INSTRUCTIONS FOR THE TASK →
Copy the records below word for word, starting with their first line and going on through the line that contains "M 87 195 L 87", including that line.

ITEMS →
— Start —

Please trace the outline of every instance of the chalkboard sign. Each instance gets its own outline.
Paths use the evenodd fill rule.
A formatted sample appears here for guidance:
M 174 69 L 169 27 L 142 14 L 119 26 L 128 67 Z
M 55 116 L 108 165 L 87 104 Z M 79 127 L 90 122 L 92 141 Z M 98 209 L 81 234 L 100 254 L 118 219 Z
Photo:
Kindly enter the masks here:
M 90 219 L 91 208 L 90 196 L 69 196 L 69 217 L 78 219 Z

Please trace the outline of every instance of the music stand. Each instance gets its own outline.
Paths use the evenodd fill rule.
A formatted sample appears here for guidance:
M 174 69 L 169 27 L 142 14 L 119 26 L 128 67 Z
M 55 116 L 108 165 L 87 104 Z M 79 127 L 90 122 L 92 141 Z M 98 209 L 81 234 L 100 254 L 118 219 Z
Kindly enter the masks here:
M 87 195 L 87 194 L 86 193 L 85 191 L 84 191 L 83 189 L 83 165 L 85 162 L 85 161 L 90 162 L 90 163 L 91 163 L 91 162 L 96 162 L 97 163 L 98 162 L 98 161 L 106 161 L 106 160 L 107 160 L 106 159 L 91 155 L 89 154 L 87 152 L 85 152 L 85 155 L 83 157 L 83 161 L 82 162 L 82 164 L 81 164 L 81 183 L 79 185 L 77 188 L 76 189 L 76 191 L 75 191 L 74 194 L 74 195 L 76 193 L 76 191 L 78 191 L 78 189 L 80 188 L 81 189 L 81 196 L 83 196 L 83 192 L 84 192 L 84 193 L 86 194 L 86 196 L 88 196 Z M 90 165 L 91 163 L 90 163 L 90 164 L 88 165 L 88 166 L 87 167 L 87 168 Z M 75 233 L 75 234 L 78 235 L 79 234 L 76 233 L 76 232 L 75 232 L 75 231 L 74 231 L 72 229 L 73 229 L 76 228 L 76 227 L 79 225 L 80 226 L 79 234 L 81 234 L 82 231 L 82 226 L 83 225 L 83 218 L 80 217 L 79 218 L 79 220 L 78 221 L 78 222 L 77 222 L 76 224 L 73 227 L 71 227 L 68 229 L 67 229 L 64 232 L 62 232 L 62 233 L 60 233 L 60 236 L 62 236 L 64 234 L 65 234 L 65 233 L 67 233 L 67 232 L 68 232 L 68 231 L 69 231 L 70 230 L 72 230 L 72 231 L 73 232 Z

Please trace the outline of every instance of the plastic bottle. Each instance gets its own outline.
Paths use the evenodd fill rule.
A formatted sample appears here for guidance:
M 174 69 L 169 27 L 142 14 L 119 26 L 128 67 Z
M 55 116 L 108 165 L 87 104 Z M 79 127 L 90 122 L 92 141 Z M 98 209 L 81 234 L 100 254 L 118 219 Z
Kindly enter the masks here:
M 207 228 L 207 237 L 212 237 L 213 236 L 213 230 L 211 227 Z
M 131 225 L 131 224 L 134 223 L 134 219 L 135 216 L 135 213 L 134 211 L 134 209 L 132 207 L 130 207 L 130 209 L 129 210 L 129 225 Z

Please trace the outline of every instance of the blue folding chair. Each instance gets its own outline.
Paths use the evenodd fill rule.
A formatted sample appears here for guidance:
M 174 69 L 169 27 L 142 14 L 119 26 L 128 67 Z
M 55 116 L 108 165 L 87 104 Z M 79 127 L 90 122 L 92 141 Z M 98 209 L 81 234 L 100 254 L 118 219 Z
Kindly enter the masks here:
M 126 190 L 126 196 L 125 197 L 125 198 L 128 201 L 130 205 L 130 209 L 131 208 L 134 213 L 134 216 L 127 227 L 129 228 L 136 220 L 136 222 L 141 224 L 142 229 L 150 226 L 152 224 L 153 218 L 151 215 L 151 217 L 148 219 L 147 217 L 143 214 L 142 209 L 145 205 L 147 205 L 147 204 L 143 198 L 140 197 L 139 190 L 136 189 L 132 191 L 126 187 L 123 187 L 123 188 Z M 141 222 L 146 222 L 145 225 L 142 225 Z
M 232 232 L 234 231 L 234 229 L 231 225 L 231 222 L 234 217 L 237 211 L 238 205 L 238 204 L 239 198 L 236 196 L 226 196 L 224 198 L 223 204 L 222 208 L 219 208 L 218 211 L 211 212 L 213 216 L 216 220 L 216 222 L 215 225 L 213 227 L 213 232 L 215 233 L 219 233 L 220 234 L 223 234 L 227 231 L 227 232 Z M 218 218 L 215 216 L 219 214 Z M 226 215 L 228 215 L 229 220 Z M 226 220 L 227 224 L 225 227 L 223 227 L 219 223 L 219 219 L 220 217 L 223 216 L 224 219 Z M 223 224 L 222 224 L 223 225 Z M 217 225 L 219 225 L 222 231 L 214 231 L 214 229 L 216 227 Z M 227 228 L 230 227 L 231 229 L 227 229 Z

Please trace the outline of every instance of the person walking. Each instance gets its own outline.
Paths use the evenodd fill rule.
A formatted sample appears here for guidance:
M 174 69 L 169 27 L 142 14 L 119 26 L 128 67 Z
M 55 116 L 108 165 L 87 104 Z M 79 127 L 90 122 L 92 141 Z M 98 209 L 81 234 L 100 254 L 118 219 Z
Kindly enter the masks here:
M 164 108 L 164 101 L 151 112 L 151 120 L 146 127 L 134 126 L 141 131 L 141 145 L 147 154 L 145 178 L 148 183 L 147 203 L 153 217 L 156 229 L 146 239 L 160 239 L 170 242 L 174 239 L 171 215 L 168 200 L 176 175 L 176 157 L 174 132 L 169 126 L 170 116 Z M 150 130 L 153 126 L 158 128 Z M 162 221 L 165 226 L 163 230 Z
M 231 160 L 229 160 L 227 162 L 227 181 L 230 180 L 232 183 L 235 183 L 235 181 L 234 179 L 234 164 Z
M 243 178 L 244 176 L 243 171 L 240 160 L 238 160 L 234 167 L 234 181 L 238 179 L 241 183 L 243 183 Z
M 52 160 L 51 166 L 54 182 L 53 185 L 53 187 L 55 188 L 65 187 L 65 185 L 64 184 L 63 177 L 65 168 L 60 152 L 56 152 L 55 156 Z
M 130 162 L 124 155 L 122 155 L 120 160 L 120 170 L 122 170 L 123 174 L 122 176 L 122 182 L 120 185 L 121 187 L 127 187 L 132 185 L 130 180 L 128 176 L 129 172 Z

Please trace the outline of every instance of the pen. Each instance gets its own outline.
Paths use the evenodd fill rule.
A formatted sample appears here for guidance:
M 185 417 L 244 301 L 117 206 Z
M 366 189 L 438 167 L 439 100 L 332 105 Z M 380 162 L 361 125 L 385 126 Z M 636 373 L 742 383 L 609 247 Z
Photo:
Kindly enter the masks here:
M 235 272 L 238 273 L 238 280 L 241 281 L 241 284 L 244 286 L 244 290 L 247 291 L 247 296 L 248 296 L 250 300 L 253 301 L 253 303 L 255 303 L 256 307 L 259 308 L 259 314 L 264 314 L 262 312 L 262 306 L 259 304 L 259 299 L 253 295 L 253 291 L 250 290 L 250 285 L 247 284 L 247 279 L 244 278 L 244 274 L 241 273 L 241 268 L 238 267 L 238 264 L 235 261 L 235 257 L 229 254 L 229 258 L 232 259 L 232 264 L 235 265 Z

— End —

RESULT FOR THIS EXERCISE →
Please trace the outline of every instance of the chalkboard sign. Each instance gets its own outline.
Paths use the evenodd fill rule.
A formatted sample appears here for guidance:
M 174 69 L 169 27 L 142 14 L 119 26 L 128 67 Z
M 55 116 L 108 165 L 87 104 Z M 79 127 L 90 122 L 92 141 Z M 98 209 L 81 234 L 100 254 L 118 219 Z
Photo:
Kindly enter the masks here:
M 90 219 L 91 208 L 90 196 L 69 196 L 69 217 L 78 219 Z

Please trace the outline of every instance of the music stand. Each instance gets its own outline.
Paths use the evenodd fill rule.
A formatted sample appears here for guidance:
M 174 69 L 169 27 L 142 14 L 119 26 L 128 67 Z
M 55 116 L 108 165 L 87 104 Z M 79 127 L 90 122 L 92 141 Z M 98 209 L 81 234 L 100 254 L 118 219 Z
Kindly enter the masks here:
M 87 195 L 87 194 L 86 193 L 85 191 L 84 191 L 83 189 L 83 165 L 85 162 L 85 161 L 90 162 L 90 163 L 91 163 L 91 162 L 96 162 L 97 163 L 98 162 L 98 161 L 106 161 L 106 160 L 107 160 L 106 159 L 91 155 L 89 154 L 87 152 L 85 152 L 85 155 L 83 157 L 83 161 L 82 162 L 82 164 L 81 164 L 81 183 L 79 185 L 77 188 L 76 189 L 76 191 L 75 191 L 74 194 L 74 195 L 76 193 L 76 191 L 78 191 L 78 189 L 80 188 L 81 189 L 81 196 L 83 196 L 83 192 L 84 192 L 84 193 L 86 194 L 86 196 L 88 196 Z M 90 165 L 91 163 L 90 163 L 90 164 L 88 165 L 88 166 L 87 167 L 87 168 Z M 75 233 L 75 234 L 78 235 L 79 234 L 76 233 L 76 232 L 75 232 L 75 231 L 74 231 L 72 229 L 73 229 L 76 228 L 76 227 L 79 225 L 80 226 L 79 234 L 81 234 L 82 231 L 82 226 L 83 225 L 83 218 L 80 217 L 79 218 L 79 220 L 78 221 L 78 222 L 77 222 L 76 224 L 73 227 L 71 227 L 68 229 L 67 229 L 64 232 L 62 232 L 62 233 L 60 233 L 60 236 L 62 236 L 64 234 L 65 234 L 65 233 L 67 233 L 67 232 L 68 232 L 68 231 L 69 231 L 70 230 L 72 230 L 72 231 L 73 232 Z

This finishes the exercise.